◆ Material shown ◆
## Begin

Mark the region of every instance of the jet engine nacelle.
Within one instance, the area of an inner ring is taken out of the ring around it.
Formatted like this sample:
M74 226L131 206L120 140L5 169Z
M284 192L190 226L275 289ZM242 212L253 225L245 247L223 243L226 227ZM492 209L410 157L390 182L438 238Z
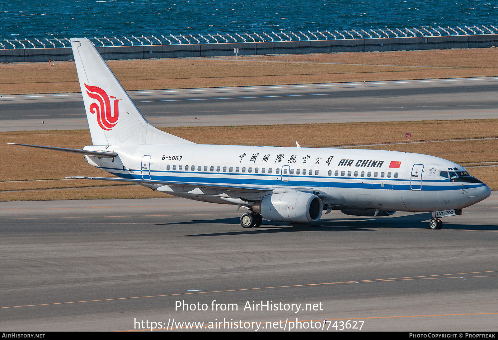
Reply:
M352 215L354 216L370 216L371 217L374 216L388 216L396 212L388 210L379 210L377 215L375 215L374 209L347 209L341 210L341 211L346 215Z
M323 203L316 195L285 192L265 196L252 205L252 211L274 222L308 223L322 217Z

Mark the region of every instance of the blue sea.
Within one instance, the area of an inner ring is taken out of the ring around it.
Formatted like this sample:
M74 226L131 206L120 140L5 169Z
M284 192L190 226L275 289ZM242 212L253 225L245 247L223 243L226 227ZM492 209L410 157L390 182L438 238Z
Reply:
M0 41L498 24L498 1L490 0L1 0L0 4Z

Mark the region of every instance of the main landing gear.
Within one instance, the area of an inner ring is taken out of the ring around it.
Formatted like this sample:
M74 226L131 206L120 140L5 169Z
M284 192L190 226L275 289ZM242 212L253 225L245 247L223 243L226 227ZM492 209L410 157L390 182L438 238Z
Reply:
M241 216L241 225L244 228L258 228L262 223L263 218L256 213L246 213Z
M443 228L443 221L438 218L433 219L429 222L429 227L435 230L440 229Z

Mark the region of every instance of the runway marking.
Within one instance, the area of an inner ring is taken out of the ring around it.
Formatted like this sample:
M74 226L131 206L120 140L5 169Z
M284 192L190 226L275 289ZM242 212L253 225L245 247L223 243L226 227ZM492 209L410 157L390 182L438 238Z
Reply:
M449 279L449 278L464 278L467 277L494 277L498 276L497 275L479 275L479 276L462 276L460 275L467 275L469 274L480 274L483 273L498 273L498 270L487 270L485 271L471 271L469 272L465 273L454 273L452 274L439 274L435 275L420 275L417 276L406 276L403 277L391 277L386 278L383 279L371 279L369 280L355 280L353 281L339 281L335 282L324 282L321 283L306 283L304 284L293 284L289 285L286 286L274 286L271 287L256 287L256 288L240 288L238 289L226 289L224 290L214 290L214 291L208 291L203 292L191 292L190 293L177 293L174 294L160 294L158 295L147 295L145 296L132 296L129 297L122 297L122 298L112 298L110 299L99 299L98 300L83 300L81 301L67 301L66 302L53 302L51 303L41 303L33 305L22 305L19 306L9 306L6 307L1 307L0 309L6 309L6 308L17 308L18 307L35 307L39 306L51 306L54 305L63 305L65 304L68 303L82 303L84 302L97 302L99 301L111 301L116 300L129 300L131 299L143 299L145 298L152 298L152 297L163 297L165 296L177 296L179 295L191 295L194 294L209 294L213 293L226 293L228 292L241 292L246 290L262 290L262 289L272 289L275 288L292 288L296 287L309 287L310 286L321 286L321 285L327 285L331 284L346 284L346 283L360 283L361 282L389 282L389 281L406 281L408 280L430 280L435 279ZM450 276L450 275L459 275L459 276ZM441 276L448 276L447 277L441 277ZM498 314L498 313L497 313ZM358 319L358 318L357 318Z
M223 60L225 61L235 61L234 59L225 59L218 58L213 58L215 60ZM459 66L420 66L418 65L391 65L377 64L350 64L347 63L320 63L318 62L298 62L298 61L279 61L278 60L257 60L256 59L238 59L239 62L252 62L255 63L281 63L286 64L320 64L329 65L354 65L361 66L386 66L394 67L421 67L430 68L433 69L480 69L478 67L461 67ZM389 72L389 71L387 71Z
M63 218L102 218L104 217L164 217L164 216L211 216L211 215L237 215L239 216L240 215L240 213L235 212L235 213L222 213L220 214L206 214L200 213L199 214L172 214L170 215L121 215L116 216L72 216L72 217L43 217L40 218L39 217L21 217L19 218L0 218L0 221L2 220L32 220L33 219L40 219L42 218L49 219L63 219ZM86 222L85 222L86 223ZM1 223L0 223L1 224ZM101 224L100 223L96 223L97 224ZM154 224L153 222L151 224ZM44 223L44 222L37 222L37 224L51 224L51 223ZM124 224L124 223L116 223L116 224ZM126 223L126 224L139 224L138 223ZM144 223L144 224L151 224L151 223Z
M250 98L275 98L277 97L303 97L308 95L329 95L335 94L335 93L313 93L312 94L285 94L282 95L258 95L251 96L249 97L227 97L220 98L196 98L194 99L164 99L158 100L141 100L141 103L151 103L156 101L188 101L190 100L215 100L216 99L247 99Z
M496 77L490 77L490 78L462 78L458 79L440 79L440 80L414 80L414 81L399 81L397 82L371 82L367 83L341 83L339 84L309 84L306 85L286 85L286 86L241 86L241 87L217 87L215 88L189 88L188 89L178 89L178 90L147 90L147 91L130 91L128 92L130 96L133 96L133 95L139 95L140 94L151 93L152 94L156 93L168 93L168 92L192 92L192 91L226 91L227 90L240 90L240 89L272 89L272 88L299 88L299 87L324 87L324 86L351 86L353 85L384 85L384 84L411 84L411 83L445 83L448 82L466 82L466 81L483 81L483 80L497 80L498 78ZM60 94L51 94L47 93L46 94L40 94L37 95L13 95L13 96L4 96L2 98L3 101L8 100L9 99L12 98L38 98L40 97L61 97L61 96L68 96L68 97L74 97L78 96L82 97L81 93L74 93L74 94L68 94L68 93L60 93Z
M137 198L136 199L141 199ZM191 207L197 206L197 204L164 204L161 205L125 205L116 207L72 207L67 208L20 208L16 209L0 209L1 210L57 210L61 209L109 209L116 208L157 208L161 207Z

## End

Rewrite all of the records above with every "Mark the region of" changed to "Outline" and nothing else altered. Leave the pictures out of your answer.

Outline every instance of the jet engine nacelle.
Within one instance, the area of an inner ring is taken out of the ring around it.
Formatted like this sample:
M74 226L131 206L120 140L5 169Z
M284 192L190 226L275 289ZM242 212L253 225L245 247L223 243L226 227ZM492 209L410 157L390 182L438 238Z
Reply:
M352 215L354 216L370 216L371 217L374 216L388 216L396 212L388 210L379 210L377 215L375 215L374 209L347 209L341 210L341 211L346 215Z
M323 203L316 195L285 192L265 196L252 205L252 211L274 222L308 223L322 217Z

Outline every instance of the blue sea.
Within one instance, the area of an inner ring is taken out of the ring around it.
Formatted like this sample:
M74 226L131 206L120 140L5 169Z
M284 192L190 226L275 289ZM242 212L253 225L245 247L223 243L226 227ZM492 209L410 157L390 182L438 238Z
Reply:
M0 41L498 24L498 1L490 0L1 0L0 4Z

Outline every instance of the main landing gear.
Within one instance, the area of an inner ring is taken out of the ring around it.
Formatted like this sample:
M74 226L131 206L120 140L5 169Z
M284 192L190 226L275 289ZM242 212L253 225L245 247L223 243L226 227ZM492 209L410 157L390 182L438 238Z
Reply:
M241 216L241 225L244 228L258 228L262 223L263 218L256 213L246 213Z
M443 228L443 221L438 218L433 219L429 222L429 227L435 230L440 229Z

Outline every instance of the runway marking.
Within one instance, the area of an inner ring is taken out of the ring around it.
Formatted like this sample:
M74 226L131 206L120 140L5 169Z
M284 192L190 226L275 289ZM242 212L253 225L245 247L223 243L226 227ZM492 209L410 157L390 182L438 238Z
Reply:
M449 279L449 278L464 278L467 277L494 277L498 276L497 275L479 275L479 276L462 276L460 275L467 275L469 274L480 274L483 273L498 273L498 270L487 270L485 271L471 271L469 272L465 273L454 273L452 274L439 274L435 275L420 275L417 276L406 276L403 277L391 277L386 278L383 279L371 279L369 280L355 280L353 281L339 281L335 282L324 282L321 283L306 283L304 284L293 284L289 285L286 286L274 286L271 287L256 287L256 288L240 288L238 289L226 289L224 290L214 290L214 291L208 291L203 292L191 292L190 293L177 293L174 294L160 294L158 295L147 295L145 296L132 296L129 297L122 297L122 298L112 298L110 299L99 299L98 300L83 300L81 301L67 301L66 302L53 302L51 303L41 303L33 305L22 305L19 306L9 306L6 307L1 307L0 309L6 309L6 308L17 308L18 307L35 307L39 306L51 306L54 305L63 305L65 304L68 303L82 303L84 302L97 302L99 301L111 301L116 300L129 300L131 299L143 299L145 298L152 298L152 297L163 297L165 296L177 296L179 295L191 295L194 294L209 294L213 293L226 293L228 292L241 292L246 290L262 290L262 289L272 289L275 288L292 288L296 287L309 287L310 286L321 286L321 285L327 285L331 284L346 284L346 283L360 283L361 282L389 282L389 281L406 281L408 280L430 280L435 279ZM450 276L450 275L459 275L459 276ZM441 276L448 276L447 277L441 277ZM498 314L498 313L497 313ZM358 319L358 318L357 318Z
M223 60L225 61L235 61L234 59L225 59L218 58L213 58L215 60ZM459 66L420 66L418 65L391 65L377 64L350 64L347 63L320 63L318 62L298 62L298 61L279 61L278 60L257 60L256 59L238 59L239 62L252 62L255 63L281 63L286 64L320 64L329 65L354 65L361 66L386 66L394 67L421 67L430 68L433 69L480 69L478 67L461 67ZM389 72L389 71L387 71Z
M63 218L102 218L104 217L164 217L164 216L211 216L211 215L237 215L239 216L240 215L240 213L235 212L235 213L222 213L220 214L206 214L200 213L199 214L172 214L170 215L121 215L116 216L72 216L72 217L43 217L40 218L39 217L21 217L19 218L0 218L0 221L2 220L32 220L33 219L40 219L42 218L49 219L63 219ZM86 222L85 222L86 223ZM1 223L0 223L1 224ZM101 224L100 223L96 223L97 224ZM154 224L153 222L151 224ZM44 223L44 222L37 222L37 224L51 224L51 223ZM124 224L124 223L116 223L116 224ZM126 223L126 224L139 224L138 223ZM144 223L144 224L151 224L151 223Z
M250 98L275 98L277 97L303 97L308 95L329 95L335 94L335 93L313 93L312 94L285 94L282 95L258 95L251 96L249 97L227 97L220 98L196 98L194 99L164 99L158 100L141 100L141 103L151 103L156 101L188 101L190 100L215 100L216 99L247 99Z
M496 77L490 77L490 78L462 78L458 79L440 79L440 80L414 80L414 81L399 81L397 82L371 82L367 83L341 83L339 84L309 84L306 85L286 85L286 86L241 86L241 87L217 87L215 88L189 88L188 89L178 89L178 90L147 90L147 91L130 91L128 92L130 96L133 96L133 95L139 95L140 94L151 93L152 94L156 93L168 93L168 92L192 92L192 91L226 91L227 90L240 90L240 89L272 89L272 88L299 88L299 87L324 87L324 86L351 86L353 85L384 85L384 84L411 84L411 83L445 83L448 82L466 82L466 81L483 81L483 80L497 80L498 78ZM60 94L51 94L47 93L46 94L40 94L37 95L13 95L13 96L4 96L2 98L3 101L8 100L9 99L12 98L38 98L40 97L61 97L61 96L68 96L68 97L74 97L78 96L82 97L81 93L74 93L74 94L68 94L68 93L60 93Z
M137 198L136 199L141 199ZM191 207L197 206L197 204L164 204L161 205L125 205L116 207L72 207L67 208L20 208L16 209L0 209L1 210L57 210L61 209L109 209L116 208L157 208L161 207Z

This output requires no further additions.